Exercise.
Answer these questions about the glossary thread below.
1. According to the opening paragraph, who had written definitions for a separate effort?
2. On what date did Alvaro Herrera write the message that Justin Pryzby quotes?
3. What term does the quoted definition explain?

Selected extract.
# # #

If it makes you feel better, it's a mix of definitions I wrote that Roger proofed and restructured, ones that Jürgen had written for a separate effort which then got a Roger-pass, and then some edits of my own and some by Jürgen which I merged without consulting Roger.

Reply | Threaded
Open this post in threaded view
|

Re: Add A Glossary

Justin Pryzby
In reply to this post by Alvaro Herrera-9
On Thu, Mar 19, 2020 at 09:11:22PM -0300, Alvaro Herrera wrote:
> +    <glossterm>Aggregate</glossterm>
> +    <glossdef>
> +     <para>
> +      To combine a collection of data values into a single value, whose
> +      value may not be of the same type as the original values.
> +      <glossterm>Aggregate</glossterm> <glossterm>Functions</glossterm>
> +      combine multiple <glossterm>Rows</glossterm> that share a common set
> +      of values into one <glossterm>Row</glossterm>, which means that the
> +      only data visible in the values in common, and the aggregates of the

IS the values in common ?

# # #

Data excerpts.
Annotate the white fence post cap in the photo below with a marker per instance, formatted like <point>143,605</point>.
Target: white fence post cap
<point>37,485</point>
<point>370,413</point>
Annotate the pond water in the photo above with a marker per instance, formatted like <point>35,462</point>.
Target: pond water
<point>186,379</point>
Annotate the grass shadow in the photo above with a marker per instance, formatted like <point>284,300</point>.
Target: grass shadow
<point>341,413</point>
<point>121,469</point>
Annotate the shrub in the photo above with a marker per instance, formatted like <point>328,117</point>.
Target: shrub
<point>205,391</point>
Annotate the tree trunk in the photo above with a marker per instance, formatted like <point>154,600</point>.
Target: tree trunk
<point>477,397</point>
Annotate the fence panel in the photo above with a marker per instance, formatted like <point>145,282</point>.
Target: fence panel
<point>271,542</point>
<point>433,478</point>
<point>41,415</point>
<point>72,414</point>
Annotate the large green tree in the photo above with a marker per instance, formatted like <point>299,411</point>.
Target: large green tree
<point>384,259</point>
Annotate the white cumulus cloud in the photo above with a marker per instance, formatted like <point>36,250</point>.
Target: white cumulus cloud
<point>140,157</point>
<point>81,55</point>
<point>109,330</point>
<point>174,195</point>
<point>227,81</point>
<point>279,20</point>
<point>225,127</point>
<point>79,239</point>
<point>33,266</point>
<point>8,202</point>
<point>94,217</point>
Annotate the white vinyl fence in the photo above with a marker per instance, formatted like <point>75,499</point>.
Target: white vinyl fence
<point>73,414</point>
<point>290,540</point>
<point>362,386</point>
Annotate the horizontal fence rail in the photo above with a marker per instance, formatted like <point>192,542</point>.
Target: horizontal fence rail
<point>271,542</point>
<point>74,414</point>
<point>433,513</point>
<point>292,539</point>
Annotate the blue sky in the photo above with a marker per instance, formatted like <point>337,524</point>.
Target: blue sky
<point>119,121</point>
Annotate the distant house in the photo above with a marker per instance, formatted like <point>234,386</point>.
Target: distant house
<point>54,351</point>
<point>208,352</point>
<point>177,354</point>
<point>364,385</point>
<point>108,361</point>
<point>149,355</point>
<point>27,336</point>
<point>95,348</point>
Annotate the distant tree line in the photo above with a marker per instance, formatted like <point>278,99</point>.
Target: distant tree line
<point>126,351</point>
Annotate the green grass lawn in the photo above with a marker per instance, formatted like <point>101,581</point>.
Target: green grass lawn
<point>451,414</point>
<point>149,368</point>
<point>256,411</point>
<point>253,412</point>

# # #

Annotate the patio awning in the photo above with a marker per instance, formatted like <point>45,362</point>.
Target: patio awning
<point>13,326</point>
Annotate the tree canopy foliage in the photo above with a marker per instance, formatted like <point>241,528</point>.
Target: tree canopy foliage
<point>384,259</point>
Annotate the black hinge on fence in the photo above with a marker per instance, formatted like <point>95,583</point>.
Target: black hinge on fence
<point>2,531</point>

# # #

Solution to this exercise.
1. Jürgen
2. Thursday, March 19, 2020
3. Aggregate